=== What to do ===
Write out each line of the records that has "rack" in it.

=== Records supplied ===

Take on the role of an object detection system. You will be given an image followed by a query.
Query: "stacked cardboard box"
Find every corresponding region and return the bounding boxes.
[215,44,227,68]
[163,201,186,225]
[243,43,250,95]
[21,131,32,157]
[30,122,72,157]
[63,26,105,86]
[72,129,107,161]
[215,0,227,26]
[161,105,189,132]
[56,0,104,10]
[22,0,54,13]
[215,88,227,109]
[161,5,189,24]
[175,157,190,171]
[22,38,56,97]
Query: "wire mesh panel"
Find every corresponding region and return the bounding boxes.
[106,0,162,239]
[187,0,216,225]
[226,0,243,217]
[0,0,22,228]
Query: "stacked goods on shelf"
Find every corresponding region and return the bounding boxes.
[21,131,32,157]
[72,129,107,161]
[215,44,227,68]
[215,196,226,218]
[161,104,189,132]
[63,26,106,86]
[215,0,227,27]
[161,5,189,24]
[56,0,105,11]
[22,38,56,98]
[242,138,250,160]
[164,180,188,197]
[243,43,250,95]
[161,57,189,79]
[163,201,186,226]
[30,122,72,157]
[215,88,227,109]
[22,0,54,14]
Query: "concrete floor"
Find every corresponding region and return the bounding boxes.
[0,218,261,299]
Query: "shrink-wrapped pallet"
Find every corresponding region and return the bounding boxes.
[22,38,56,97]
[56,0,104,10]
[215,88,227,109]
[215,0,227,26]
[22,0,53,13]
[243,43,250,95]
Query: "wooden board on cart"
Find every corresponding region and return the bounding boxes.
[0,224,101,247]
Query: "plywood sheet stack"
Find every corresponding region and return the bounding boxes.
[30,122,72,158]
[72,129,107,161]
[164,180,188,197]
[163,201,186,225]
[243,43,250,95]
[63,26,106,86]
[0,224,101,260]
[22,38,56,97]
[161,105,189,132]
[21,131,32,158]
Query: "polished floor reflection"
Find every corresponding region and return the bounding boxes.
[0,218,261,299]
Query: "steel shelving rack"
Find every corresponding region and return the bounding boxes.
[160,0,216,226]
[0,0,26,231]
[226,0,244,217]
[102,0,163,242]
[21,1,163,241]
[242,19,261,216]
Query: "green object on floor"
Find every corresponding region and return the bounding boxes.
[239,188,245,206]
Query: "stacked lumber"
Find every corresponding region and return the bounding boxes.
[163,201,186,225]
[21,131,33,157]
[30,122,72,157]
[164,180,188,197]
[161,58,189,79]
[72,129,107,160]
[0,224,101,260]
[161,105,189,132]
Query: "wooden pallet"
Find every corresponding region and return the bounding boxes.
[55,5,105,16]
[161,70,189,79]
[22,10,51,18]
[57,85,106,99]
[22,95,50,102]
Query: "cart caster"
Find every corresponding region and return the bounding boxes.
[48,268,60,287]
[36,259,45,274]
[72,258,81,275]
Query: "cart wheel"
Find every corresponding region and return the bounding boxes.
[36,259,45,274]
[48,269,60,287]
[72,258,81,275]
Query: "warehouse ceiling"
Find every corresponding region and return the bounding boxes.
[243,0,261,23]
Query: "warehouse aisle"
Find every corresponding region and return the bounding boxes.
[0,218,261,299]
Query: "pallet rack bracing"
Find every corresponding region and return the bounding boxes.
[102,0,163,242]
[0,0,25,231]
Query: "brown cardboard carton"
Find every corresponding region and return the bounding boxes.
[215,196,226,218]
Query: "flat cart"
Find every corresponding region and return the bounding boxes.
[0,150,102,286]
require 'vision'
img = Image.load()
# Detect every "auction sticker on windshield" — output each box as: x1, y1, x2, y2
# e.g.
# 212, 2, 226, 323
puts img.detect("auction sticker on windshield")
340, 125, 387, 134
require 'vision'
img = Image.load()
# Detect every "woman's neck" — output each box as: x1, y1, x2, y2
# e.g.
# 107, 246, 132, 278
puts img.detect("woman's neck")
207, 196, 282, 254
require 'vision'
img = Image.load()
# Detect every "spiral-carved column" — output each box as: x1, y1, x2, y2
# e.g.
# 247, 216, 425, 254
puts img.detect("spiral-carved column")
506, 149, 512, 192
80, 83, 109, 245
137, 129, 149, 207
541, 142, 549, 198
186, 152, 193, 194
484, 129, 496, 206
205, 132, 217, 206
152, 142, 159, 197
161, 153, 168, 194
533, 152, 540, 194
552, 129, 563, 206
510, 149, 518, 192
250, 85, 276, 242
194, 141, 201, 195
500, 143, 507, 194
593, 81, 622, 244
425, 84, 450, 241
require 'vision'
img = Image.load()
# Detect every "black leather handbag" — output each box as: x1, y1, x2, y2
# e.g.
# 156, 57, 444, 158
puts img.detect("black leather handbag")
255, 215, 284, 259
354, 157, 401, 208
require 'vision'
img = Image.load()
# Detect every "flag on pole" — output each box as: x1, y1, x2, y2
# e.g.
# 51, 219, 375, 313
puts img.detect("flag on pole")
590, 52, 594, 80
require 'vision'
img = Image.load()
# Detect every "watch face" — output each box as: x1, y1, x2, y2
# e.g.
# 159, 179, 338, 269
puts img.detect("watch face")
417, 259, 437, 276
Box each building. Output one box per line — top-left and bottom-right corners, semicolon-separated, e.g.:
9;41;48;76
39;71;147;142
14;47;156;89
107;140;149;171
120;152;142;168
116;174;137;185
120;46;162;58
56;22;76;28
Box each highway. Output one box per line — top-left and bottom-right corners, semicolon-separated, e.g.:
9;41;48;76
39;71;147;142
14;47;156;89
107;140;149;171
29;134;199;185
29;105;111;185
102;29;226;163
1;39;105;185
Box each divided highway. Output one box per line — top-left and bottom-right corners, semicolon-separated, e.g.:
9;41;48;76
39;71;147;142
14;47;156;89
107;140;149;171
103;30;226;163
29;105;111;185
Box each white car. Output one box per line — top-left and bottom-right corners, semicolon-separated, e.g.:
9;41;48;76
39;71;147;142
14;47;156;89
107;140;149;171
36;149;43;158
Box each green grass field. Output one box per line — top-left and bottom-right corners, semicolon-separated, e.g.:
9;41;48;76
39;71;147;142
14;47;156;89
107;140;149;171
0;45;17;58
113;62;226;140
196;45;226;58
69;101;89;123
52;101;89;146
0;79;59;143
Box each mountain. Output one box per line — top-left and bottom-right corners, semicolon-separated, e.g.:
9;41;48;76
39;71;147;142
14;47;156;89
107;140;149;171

=== Answer for this exercise ===
Query: "steel shelving rack"
Query: "pallet rack bracing"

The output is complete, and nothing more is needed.